Text shown:

- Born: December 29, 1972 (age 53) Havana, Cuba
- Occupation: Actor
- Years active: 1997–present
- Spouse: Melissa Gallo ​(m. 2007)​
- Children: 2

= David Fumero =

American actor

David Fumero is an American actor and former fashion model. Fumero is best known for his roles as Cristian Vega on One Life to Live, Mike Sandoval on Power, and as the man who swept Mariah Carey off her feet on the beach in her video for her song "Honey".

==Personal life==
David Fumero was born on December 29, 1972, in Havana, Cuba. He is a former United States Marine.

On December 9, 2007, Fumero married his One Life to Live co-star Melissa Fumero (née Gallo) who played Adriana Cramer on the show. They have two children together, a son born in March 2016 and another son born in February 2020.

Fumero has frequently criticized the Cuban government on social media. In July 2021, David Fumero made a series of Instagram posts accusing the Cuban government of corruption and using deadly force against unarmed Cuban protestors.

Entries provided:
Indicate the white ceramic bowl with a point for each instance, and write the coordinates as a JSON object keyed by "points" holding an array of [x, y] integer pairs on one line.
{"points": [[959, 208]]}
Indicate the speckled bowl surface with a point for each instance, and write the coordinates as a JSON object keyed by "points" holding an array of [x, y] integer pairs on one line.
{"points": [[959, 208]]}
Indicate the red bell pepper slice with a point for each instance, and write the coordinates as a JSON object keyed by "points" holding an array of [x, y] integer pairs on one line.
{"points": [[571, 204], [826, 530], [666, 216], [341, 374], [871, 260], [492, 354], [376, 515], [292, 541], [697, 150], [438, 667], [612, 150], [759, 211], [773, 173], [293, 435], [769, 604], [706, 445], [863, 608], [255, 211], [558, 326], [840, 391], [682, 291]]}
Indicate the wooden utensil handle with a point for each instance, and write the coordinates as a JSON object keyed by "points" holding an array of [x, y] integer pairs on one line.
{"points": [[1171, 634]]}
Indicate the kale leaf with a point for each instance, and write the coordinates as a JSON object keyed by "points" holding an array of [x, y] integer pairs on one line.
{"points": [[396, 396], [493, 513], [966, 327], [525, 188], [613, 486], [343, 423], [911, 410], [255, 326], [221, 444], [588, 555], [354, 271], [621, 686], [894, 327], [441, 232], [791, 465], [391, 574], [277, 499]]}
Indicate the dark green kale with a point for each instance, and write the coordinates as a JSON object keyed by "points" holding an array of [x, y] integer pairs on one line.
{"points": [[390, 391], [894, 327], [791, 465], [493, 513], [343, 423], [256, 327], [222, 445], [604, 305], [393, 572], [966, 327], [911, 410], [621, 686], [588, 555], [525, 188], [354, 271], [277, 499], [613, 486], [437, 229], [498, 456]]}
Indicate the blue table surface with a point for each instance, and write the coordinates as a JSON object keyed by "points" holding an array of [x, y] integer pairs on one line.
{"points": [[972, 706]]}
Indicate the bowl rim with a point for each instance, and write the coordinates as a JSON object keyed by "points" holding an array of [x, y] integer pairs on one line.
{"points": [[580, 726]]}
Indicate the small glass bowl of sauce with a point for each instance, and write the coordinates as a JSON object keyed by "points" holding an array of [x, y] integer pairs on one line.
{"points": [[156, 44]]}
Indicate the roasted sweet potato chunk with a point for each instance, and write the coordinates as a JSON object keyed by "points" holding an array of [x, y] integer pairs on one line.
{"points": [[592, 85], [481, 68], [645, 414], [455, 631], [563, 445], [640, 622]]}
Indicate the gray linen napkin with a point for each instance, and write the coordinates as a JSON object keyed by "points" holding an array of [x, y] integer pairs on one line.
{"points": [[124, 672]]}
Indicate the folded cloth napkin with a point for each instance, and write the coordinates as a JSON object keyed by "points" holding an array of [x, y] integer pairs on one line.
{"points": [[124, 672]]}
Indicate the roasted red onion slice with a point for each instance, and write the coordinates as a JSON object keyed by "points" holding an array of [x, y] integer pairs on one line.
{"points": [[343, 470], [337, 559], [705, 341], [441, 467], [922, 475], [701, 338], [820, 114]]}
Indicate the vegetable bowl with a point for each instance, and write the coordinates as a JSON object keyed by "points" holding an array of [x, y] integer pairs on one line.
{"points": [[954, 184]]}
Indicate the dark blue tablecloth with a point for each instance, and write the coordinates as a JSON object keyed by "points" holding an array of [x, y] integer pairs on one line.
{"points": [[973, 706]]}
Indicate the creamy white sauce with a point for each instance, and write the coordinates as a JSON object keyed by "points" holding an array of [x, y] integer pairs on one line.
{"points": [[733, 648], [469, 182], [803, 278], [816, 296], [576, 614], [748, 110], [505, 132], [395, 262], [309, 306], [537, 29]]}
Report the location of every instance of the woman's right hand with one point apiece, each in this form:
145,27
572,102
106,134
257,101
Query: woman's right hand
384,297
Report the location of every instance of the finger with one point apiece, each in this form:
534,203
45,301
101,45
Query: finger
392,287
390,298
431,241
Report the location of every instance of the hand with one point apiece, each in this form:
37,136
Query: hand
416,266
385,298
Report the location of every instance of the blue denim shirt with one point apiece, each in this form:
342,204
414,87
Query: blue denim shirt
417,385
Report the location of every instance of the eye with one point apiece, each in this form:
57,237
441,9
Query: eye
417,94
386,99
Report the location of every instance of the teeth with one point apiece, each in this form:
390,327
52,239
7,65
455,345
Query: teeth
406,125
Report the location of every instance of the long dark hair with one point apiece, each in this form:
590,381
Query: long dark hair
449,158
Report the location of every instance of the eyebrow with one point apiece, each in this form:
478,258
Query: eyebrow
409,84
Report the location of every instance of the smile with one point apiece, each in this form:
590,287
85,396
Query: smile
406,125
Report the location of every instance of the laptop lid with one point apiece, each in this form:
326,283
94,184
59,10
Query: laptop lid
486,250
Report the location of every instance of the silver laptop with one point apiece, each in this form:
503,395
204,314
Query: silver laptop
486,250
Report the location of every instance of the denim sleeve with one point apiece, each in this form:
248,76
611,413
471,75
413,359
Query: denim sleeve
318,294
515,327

Stated task:
Do statements (a), (b) and (c) agree with the David Fumero biography? Answer yes or no for each, quoting the deciding words of the biography. (a) Fumero was born in Havana, Cuba. (b) Fumero played Mike Sandoval on One Life to Live. (c) Fumero and Melissa Gallo have two sons.

Final answer:
(a) Yes: "David Fumero was born on December 29, 1972, in Havana, Cuba."
(b) No: "Cristian Vega on One Life to Live, Mike Sandoval on Power"
(c) Yes: "They have two children together, a son born in March 2016 and another son born in February 2020."